→ **Problem 1**
Answer these from the article about Meyer's return to coaching:
(a) Which publication ran the national story on Meyer, and how many pages did it give it?
(b) Where was Meyer speaking on Sunday, and at what event?
(c) Which running back's emergence pleased Meyer at Saturday's scrimmage?
→ **Problem 2**
Carry on the article about Meyer's return to coaching from where it stops.

→ **Selected passage**
»»

Meyer’s return from struggles still a national story

At the end of his tenure at Florida, Meyer’s priorities became jumbled. He was so consumed with winning that he neglected his health and his family and was forced to step away from the game.

He was the subject again this week of a national story in ESPN The Magazine, which devoted nine pages to his journey from being emotionally bankrupt to returning to coaching at Ohio State. And while he was commendably transparent in the article, he wants the focus to start being less about him and more about the Buckeyes.

“If it can help someone out there — that’s the only reason I did it,” he said Sunday during media day at the Woody Hayes Athletic Center. “I don’t need that story out there much longer. I want my kids to have their own life. But it’s much deeper than that. I’ve gotten 100’s of emails already from people that have dealt with some stuff. If it can help someone, do it. If not, then let’s move on. Let’s talk about Braxton Miller and the spread offense.”

Asked if he’s been able to find balance in the midst of preseason camp, he said: “The issues aren’t how you coach. They’re when you go home at night and the offseason and those types of things. Am I a different person? Yeah, I’ve grown. But it’s training camp, Day 8, and we’ve got to get a team on the field in 20 days or 19 days. And we’d better be really good.”

The Buckeyes had an intrasquad scrimmage Saturday, and Meyer was pleased with the quarterback player of Miller and back-up Kenny Guiton and also the emergence of running back Carlos Hyde.

««

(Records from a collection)
»»

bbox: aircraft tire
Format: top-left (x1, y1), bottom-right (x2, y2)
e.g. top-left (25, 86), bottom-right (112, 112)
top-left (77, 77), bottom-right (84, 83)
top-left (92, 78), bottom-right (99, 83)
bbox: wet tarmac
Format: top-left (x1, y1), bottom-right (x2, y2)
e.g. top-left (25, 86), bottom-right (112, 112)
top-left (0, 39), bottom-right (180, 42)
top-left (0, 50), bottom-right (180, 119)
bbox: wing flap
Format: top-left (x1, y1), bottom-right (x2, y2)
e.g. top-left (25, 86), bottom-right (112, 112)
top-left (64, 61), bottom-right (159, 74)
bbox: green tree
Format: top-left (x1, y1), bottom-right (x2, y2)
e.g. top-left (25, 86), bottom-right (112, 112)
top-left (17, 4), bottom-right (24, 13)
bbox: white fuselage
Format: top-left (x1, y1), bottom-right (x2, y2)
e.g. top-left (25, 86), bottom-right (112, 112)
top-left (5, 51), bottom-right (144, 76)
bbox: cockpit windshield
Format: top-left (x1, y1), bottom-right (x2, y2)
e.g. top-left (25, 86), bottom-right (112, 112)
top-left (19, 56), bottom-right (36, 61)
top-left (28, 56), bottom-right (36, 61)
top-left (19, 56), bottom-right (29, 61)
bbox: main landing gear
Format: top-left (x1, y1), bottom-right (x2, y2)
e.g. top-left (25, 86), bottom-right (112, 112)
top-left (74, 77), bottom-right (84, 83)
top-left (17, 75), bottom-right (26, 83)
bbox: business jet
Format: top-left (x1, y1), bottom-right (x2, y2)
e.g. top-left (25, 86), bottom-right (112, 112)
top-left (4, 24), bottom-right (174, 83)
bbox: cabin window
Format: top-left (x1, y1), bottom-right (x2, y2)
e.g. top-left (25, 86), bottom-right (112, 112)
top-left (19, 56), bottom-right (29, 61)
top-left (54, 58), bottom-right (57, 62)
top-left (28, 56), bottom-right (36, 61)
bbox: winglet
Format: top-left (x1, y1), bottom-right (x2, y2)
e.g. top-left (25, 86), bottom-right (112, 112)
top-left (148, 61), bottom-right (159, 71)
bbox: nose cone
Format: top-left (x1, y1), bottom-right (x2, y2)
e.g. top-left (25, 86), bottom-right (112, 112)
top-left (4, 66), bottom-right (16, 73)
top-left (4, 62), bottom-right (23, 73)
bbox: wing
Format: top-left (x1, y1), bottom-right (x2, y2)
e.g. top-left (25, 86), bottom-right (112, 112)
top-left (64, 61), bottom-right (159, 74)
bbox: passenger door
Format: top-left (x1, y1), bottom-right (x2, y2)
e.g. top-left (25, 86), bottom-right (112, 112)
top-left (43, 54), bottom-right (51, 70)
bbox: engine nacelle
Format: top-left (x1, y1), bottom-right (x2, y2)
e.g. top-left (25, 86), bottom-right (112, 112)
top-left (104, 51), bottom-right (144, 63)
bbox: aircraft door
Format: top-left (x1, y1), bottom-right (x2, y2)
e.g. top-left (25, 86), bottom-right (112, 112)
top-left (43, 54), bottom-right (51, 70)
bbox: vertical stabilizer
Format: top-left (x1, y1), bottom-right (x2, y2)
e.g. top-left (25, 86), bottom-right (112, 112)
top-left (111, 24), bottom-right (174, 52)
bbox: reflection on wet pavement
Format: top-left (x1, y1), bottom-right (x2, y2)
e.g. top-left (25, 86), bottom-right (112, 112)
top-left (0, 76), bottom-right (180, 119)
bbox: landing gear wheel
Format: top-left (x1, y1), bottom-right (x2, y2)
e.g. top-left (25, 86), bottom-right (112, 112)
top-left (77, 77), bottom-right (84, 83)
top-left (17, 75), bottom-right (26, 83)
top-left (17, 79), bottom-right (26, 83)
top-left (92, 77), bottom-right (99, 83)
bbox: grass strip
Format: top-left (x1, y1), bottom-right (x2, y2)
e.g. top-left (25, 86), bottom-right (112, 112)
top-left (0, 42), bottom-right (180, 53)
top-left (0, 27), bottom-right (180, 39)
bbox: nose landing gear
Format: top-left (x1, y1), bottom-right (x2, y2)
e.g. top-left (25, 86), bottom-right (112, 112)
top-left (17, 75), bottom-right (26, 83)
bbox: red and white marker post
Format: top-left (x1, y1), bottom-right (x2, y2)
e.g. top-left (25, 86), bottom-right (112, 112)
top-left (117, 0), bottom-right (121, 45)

««

→ **Exercise output 1**
(a) ESPN The Magazine, which gave it nine pages.
(b) At the Woody Hayes Athletic Center, during media day.
(c) Carlos Hyde.

→ **Exercise output 2**
The wide receiver group is still a weakness, though, and he’s moved tight end Jake Stoneburner there to provide some punch.

“They’re much improved but still not Ohio State caliber yet,” he said.

Select players also were made available to the media. Defensive end Nathan Williams, who is recovering from a knee injury, said he’s almost fully recovered and expects to be ready for the Miami game on Sept. 1.

Running back Jordan Hall, who had foot surgery, is still in a protective boot and hopes to be back at full strength for the California game Sept. 15.

While Meyer would like his past failings to be a cautionary tale for driven coaches, he also hopes the mistakes of LSU’s Tyrann “Honey Badger” Mathieu can do the same for his players. A Heisman finalist last season, Mathieu was kicked off the team last week for undisclosed reasons.

Meyer said he’s addressed off-field issues “probably 1,000 times since January. It’s not just him, it’s a whole slew of players who aren’t playing college football. A minimum of several times a day, something is brought up about that – because it’s such a fragile time for 18-, 19- and 20-year-olds.”